__Article__:
******************************
Although Peirce admits that we can be attracted by different ideals, he does not adopt a relativist position. On the contrary, he claims that in the end the different ideals that we pursue must point in the same direction. To stress this view maximally he even says: “Life can have but one end”10. Although Peirce does not justify this claim directly, his argument seems to be roughly as follows: whenever we make a distinction between good conduct and bad conduct we always seek for a criterion that can be applied to as many situations as possible. In its essence, reasoning is a form of generalization. Reasoning and self-control would be in vain if we would not believe in the reality of an ultimate aim, that is, an aim that can be pursued in every possible context.
******************************
__Exercise A__:
Tally the lines of the records that contain the string "white", treating case as significant, and give only that number.

__Source material__:
******************************
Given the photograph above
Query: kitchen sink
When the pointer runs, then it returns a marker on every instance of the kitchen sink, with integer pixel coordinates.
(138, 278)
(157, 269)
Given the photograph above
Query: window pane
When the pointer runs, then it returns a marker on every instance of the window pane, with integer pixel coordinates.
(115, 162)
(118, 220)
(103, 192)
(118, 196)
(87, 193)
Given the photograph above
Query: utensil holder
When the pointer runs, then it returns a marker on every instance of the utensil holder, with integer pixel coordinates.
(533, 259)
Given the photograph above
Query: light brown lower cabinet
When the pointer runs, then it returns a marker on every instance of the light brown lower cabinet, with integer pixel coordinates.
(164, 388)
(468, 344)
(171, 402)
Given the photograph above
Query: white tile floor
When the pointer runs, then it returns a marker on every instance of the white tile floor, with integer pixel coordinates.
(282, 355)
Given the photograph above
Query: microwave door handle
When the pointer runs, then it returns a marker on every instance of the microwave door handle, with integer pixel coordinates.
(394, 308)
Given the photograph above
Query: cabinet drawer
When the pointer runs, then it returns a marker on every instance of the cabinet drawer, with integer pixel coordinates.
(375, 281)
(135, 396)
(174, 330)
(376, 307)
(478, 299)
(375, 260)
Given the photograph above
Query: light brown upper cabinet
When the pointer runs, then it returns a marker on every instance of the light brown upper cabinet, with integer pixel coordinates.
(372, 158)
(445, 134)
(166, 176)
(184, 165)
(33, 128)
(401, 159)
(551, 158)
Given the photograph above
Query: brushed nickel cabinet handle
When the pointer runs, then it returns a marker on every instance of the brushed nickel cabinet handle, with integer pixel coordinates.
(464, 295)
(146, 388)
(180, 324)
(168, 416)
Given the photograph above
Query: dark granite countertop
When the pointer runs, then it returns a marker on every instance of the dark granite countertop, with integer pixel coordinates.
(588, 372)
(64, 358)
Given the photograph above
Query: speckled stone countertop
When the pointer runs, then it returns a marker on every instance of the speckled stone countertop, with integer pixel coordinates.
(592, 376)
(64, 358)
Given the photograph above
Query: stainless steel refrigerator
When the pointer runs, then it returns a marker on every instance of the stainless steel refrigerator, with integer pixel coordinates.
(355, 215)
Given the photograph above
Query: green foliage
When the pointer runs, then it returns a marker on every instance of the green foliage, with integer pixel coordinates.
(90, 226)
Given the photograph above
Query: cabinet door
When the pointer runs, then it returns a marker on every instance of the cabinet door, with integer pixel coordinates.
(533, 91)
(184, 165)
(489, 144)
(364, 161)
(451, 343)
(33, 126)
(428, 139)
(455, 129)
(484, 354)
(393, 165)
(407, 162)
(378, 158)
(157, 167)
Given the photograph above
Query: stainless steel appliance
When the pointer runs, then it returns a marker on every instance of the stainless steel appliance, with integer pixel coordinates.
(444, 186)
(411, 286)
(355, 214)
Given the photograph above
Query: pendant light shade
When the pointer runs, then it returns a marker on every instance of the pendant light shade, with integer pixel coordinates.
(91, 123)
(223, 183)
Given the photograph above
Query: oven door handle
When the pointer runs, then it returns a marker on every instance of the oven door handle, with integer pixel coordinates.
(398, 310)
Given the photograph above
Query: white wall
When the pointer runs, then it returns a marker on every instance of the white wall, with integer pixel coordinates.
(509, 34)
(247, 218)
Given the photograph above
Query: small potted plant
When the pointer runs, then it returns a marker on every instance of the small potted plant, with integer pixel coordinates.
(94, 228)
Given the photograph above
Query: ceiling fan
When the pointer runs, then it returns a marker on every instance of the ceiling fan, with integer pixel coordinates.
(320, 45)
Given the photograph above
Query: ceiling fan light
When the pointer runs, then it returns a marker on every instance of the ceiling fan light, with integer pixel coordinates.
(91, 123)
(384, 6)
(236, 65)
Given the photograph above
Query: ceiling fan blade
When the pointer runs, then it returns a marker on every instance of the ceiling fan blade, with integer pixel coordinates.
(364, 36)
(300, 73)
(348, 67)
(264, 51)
******************************
__Exercise B__:
Condense the paragraph of the passage on Peirce that begins "Although Peirce admits that we can be attracted" into a shorter version that keeps its main facts.

__Finished answer A__:
4

__Finished answer B__:
Peirce grants that we can be drawn to different ideals, yet he rejects relativism: he holds that these ideals must ultimately point the same way, even declaring that "Life can have but one end." He does not argue for this directly, but his reasoning seems to be that distinguishing good from bad conduct means seeking a criterion that applies as widely as possible. Since reasoning is essentially generalization, reasoning and self-control would be pointless without belief in a real ultimate aim that can be pursued in every possible context.